*TEXT PASSAGE*
The CAR T cells that target CD19 in leukaemia and lymphoma, for example, primarily target B cells — including cancer cells that develop from B cells.
uPAR, on the other hand, tends to show up on the most dangerous, identity-shifting cancer cells — as well as on nearby support cells that are stuck in a constant wound-healing mode, building scar tissue and suppressing the immune response.
“Our work shows uPAR marks not only malignancy, but also the broader ecosystem that supports cancer — a feature that sets uPAR apart from other cell-surface targets,” Dr. Zhang says.
The researchers became interested in uPAR through studies of “cellular senescence” — a brake the body imposes on damaged or stressed cells, which stops them from dividing.
Some standard cancer treatments like chemotherapy can also push cells into senescence — raising uPAR levels in tumour cells.
In the study, researchers found uPAR was elevated in 12 of the 14 human cancer types they analysed, with especially high levels in some types of ovarian, pancreatic, colon, lung, and brain cancers.
“High uPAR expression was most strongly associated with mutations that compromise p53 — the tumour-suppressor often called the ‘guardian of the genome’ — and activating mutations in KRAS and other genes in the RAS pathway,” Dr. Filliol says.
“We also found high uPAR was associated with the activation of genes that are important for cellular plasticity, inflammation, and fibrosis, which are all hallmarks of aggressive cancer.”

*TASK ITEM*
Reproduce the uPAR passage verbatim from "Some standard cancer" up to and including "Dr. Filliol says.". Rely solely on the uPAR passage for every answer.

*GIVEN DATA*

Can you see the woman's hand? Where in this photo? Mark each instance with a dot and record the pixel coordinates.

*SOLVED PROBLEM*
Some standard cancer treatments like chemotherapy can also push cells into senescence — raising uPAR levels in tumour cells.
In the study, researchers found uPAR was elevated in 12 of the 14 human cancer types they analysed, with especially high levels in some types of ovarian, pancreatic, colon, lung, and brain cancers.
“High uPAR expression was most strongly associated with mutations that compromise p53 — the tumour-suppressor often called the ‘guardian of the genome’ — and activating mutations in KRAS and other genes in the RAS pathway,” Dr. Filliol says.